:: EXCERPTED PASSAGE ::

Pan-genome analyses were performed at both sequence and gene level. To construct a pan-genome of sequences, we generated pairwise whole-genome sequence alignments of all possible pairs of the eight genomes using the nucmer in the software package MUMmer453. A pan-genome was initiated by choosing one of the genomes, followed by iteratively adding the non-aligned sequence of one of the remaining genomes. Here, non-aligned sequences were required to be longer than 100 bp without alignment with an identity of more than 90%. The core genome was defined as the sequence space shared by all sampled genomes. Like the pan-genome, the core-genome analysis was initiated with one genome. Then all other genomes were iteratively added, while excluding all those regions, which were not aligned against each of the other genomes. The pan- and core-genome of genes was built in a similar way. The pan-genome of genes was constructed by selecting the whole protein-coding gene set of one of the accessions followed by iteratively adding the genes of one of the remaining accessions. Likewise, the core-genome of genes was defined as the genes shared in all sampled genomes.

For each pan or core-genomes analysis, all possible combinations of integrating the eight genomes (or a subset of them) were evaluated (Eq. 1). The exponential regression model (Eq. 2) was then used to model the pan-genome/core-genomes by fitting medians using the least square method implemented in the nls function of R.

:: GOAL OF THE EXERCISE ::
Render this sentence from the pan-genome methods passage in Spanish: "The core genome was defined as the sequence space shared by all sampled genomes."

Region pointing data:
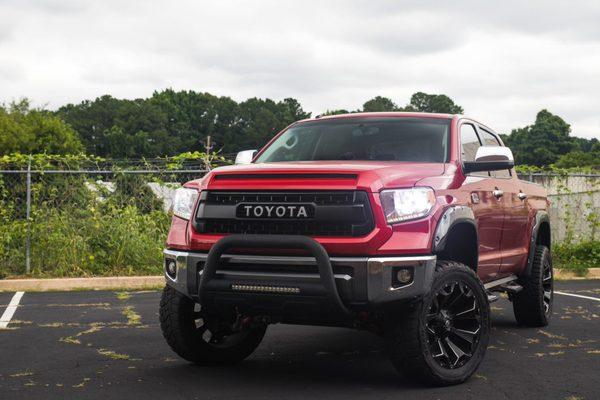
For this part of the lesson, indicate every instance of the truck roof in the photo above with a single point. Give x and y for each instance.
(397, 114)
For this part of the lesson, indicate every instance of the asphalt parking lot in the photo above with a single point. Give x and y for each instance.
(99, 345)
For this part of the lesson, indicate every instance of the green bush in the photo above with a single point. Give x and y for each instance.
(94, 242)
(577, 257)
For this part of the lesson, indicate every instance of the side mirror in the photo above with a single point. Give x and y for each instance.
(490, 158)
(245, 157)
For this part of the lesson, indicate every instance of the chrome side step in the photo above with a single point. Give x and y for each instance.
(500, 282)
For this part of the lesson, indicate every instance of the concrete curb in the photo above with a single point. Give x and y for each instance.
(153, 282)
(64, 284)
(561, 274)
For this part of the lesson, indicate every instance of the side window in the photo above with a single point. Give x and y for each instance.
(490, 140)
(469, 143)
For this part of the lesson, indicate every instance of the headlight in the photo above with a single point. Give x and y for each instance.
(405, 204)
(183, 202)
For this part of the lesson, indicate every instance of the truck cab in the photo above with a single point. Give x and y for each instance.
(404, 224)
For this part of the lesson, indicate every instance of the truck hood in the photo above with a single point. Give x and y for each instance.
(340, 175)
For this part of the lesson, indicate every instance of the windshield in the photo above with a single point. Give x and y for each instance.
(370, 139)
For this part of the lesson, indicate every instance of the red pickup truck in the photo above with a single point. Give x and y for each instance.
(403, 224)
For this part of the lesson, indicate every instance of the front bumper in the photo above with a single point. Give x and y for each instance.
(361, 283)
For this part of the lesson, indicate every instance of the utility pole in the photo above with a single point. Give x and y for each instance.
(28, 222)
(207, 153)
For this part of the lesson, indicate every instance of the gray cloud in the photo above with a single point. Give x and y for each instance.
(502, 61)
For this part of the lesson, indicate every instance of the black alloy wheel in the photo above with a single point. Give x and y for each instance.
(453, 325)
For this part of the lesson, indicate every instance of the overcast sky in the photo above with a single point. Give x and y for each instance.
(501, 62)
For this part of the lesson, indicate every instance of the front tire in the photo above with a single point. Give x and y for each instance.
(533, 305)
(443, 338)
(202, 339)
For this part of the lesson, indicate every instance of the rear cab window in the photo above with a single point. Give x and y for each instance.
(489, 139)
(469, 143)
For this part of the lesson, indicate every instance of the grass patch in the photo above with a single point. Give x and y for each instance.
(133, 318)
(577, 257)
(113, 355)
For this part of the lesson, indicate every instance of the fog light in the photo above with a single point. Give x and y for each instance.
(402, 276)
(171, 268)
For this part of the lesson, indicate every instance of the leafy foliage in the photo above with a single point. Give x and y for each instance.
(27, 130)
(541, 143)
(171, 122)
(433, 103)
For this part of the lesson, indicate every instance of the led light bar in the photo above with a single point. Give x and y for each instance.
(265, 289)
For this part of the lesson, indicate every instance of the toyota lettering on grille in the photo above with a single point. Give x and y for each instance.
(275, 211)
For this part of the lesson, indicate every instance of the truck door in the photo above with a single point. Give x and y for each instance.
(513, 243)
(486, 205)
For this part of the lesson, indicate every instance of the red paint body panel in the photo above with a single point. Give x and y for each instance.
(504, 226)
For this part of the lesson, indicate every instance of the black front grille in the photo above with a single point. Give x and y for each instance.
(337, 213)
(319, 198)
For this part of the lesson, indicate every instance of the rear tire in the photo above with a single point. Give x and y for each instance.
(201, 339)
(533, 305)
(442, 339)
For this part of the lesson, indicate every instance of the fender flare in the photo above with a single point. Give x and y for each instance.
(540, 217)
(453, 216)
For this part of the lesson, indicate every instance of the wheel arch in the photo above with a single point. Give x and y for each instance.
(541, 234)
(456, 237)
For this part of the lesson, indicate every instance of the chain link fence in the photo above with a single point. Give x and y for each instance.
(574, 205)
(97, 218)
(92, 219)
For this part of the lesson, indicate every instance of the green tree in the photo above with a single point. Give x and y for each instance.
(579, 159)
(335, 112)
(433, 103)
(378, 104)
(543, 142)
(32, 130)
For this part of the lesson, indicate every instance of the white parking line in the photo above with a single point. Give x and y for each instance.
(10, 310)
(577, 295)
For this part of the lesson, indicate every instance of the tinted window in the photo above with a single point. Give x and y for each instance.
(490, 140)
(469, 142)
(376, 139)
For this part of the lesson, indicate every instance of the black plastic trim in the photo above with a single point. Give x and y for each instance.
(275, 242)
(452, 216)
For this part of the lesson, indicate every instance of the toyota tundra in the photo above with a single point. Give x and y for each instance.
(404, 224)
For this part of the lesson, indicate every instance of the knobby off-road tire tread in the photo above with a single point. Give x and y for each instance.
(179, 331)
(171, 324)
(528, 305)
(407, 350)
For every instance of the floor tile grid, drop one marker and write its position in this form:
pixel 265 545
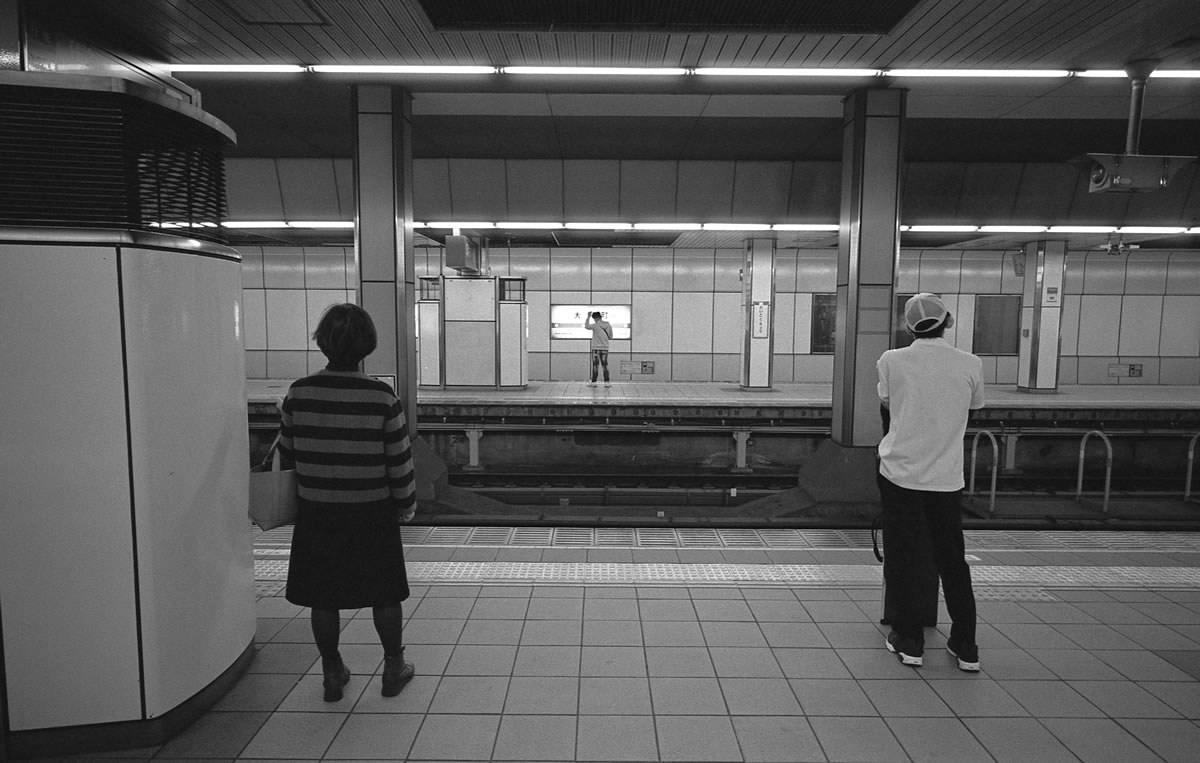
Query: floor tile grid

---

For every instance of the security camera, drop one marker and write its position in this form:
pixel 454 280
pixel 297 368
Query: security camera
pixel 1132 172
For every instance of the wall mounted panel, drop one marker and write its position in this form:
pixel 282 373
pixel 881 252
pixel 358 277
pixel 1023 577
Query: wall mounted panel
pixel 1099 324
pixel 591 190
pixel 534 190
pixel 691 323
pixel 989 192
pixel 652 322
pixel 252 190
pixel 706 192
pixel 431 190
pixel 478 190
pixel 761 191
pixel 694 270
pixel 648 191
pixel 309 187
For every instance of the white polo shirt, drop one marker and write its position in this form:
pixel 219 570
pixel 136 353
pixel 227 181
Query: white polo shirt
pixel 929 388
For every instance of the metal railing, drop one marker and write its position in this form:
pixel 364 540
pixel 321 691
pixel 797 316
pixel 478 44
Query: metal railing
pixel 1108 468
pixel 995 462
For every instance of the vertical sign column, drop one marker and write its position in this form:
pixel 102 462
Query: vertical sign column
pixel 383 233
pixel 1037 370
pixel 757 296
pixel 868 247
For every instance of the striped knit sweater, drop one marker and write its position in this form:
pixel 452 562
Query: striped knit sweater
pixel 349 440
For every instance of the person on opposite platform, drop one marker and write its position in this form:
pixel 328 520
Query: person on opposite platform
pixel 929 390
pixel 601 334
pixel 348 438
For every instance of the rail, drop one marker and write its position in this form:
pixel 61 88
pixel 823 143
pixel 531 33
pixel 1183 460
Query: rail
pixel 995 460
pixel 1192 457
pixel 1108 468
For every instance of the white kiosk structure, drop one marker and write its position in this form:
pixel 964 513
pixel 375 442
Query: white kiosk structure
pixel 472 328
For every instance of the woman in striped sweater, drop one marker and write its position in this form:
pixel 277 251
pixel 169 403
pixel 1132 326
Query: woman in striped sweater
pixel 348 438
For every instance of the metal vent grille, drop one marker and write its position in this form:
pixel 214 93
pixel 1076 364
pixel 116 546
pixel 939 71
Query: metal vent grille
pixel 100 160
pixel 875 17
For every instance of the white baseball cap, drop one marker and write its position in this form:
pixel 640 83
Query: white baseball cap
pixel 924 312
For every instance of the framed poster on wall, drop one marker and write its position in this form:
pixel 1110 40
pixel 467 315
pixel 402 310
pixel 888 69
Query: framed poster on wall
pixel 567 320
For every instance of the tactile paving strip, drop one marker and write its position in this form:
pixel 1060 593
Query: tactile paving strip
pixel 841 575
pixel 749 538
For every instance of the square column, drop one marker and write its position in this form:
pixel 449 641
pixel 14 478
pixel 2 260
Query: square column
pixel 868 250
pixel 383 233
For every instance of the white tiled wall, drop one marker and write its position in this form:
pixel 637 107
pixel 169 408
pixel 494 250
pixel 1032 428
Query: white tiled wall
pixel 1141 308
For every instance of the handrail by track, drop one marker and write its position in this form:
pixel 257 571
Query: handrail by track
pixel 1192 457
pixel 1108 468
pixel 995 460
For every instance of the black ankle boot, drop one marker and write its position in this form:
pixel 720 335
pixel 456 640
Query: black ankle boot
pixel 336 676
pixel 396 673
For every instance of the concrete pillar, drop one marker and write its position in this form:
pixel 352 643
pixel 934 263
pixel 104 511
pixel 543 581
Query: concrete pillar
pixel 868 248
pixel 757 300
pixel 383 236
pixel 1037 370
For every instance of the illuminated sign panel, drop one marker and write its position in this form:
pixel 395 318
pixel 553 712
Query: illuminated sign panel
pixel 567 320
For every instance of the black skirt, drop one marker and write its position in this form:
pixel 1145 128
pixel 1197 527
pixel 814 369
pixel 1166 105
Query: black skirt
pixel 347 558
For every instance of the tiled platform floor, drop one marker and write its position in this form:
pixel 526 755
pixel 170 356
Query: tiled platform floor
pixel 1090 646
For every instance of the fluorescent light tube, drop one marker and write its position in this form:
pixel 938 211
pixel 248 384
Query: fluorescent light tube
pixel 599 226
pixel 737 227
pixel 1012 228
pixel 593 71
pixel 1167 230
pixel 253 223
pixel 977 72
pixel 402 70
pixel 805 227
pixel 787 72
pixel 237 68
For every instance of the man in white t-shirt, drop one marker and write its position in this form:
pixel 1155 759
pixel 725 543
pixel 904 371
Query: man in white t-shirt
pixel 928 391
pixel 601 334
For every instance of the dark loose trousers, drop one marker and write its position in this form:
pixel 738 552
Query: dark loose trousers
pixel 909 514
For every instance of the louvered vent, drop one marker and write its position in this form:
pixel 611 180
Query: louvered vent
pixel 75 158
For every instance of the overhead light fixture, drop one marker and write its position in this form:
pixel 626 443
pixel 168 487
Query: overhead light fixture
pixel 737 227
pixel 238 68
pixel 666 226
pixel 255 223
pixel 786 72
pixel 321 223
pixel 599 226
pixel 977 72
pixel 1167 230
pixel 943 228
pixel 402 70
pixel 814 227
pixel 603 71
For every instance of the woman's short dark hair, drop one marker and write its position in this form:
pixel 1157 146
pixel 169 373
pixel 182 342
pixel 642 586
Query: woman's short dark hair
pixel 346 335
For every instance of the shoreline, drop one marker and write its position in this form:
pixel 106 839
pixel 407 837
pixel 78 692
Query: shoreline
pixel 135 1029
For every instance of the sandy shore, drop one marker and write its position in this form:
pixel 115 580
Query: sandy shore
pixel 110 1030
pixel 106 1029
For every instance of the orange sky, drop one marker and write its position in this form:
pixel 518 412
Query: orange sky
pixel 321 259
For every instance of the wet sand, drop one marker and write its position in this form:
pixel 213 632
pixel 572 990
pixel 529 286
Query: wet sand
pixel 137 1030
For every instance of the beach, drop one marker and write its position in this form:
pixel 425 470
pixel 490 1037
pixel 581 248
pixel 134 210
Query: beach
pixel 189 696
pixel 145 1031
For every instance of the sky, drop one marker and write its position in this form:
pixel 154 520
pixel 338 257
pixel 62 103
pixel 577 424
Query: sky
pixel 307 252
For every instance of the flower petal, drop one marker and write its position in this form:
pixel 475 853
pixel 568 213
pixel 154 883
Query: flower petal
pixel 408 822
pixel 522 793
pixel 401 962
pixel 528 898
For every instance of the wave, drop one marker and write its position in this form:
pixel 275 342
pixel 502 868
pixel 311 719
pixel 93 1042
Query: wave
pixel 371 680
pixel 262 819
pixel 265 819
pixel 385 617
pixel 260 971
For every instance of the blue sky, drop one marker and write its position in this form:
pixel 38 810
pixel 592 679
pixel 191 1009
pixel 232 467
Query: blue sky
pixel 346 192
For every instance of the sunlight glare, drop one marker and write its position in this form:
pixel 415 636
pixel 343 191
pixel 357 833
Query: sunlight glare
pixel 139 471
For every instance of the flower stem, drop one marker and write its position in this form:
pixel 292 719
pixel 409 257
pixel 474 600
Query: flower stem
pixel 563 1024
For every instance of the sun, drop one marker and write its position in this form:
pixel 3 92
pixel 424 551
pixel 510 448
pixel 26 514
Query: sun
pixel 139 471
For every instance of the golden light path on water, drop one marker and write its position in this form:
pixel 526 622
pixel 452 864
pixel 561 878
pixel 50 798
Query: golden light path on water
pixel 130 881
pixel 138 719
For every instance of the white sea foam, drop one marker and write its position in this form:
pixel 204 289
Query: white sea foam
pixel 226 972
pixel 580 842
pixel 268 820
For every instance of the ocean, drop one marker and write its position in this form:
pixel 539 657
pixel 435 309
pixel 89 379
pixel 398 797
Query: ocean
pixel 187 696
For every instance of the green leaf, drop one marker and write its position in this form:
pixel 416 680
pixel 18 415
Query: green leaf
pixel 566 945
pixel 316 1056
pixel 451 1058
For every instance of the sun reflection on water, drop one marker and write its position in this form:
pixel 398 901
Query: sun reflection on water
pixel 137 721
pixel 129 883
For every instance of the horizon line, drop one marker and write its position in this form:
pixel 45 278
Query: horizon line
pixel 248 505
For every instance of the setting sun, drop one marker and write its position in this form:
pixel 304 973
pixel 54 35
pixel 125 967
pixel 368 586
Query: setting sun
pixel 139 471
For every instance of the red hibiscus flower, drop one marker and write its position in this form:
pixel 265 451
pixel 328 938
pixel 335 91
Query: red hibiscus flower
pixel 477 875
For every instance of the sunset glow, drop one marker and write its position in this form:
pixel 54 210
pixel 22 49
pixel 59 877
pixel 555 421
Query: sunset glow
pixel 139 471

==

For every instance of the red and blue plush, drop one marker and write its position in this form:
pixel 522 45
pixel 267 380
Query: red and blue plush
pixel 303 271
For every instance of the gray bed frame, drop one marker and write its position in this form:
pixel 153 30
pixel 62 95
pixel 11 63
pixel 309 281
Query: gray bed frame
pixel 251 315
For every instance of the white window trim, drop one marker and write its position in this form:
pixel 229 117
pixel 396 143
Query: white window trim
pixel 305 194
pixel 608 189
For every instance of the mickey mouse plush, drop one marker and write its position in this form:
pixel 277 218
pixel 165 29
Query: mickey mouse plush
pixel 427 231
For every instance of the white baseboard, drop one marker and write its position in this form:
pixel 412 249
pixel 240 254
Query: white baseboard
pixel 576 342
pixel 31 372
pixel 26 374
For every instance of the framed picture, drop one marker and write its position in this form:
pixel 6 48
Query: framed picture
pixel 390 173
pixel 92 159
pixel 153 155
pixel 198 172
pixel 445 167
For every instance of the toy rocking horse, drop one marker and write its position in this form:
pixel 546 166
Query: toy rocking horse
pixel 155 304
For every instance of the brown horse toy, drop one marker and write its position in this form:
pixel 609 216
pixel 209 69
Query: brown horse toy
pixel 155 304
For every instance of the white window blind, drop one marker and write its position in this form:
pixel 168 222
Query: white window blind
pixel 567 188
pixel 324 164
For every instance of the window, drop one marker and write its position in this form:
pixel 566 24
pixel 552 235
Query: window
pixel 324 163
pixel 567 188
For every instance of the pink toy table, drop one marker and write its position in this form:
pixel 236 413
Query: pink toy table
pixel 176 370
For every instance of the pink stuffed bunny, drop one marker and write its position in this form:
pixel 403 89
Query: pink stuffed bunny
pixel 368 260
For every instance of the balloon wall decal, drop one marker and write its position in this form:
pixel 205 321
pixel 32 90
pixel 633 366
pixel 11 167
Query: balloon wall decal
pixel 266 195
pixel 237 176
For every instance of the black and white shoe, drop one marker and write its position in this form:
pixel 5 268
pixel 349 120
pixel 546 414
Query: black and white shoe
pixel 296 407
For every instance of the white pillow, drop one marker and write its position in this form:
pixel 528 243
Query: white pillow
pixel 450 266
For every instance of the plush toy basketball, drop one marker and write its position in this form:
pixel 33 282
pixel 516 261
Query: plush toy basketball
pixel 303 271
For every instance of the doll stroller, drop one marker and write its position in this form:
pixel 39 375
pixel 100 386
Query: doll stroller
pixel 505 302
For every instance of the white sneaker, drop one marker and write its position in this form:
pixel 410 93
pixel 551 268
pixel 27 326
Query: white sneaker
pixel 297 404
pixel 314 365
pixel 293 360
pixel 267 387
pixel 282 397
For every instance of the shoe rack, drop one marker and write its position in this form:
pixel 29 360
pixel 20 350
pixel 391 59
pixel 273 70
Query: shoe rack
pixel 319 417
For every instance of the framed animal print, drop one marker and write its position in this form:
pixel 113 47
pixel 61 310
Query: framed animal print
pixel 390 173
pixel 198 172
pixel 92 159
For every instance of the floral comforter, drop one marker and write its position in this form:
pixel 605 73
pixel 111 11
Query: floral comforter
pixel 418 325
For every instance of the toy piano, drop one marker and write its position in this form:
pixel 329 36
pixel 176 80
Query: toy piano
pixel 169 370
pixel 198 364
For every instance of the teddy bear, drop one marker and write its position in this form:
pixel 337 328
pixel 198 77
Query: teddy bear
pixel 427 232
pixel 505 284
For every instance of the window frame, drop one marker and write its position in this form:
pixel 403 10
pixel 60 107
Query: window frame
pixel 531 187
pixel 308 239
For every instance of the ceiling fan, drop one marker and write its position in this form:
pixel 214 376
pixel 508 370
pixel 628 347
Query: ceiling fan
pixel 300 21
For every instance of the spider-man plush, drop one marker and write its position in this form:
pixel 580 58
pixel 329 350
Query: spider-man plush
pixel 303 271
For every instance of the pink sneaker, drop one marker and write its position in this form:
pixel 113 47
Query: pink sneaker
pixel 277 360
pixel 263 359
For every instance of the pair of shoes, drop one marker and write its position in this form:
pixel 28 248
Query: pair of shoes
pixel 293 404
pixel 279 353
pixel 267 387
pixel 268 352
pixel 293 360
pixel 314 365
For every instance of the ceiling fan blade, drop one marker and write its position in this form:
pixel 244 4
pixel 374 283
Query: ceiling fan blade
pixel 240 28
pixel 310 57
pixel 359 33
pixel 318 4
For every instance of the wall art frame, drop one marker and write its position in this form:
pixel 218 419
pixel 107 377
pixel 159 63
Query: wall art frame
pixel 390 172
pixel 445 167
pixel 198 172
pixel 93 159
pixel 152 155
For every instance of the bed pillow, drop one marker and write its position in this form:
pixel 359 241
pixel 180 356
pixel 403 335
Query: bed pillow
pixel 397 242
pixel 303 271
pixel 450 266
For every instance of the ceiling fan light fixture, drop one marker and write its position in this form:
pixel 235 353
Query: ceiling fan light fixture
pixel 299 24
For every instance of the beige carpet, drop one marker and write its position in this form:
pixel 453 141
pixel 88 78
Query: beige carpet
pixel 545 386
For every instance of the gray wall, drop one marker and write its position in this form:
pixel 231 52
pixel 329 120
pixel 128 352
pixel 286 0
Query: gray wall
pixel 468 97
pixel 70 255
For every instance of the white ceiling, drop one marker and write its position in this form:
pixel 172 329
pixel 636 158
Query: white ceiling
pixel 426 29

:: REPLY ::
El genoma central se definió como el espacio de secuencias compartido por todos los genomas muestreados.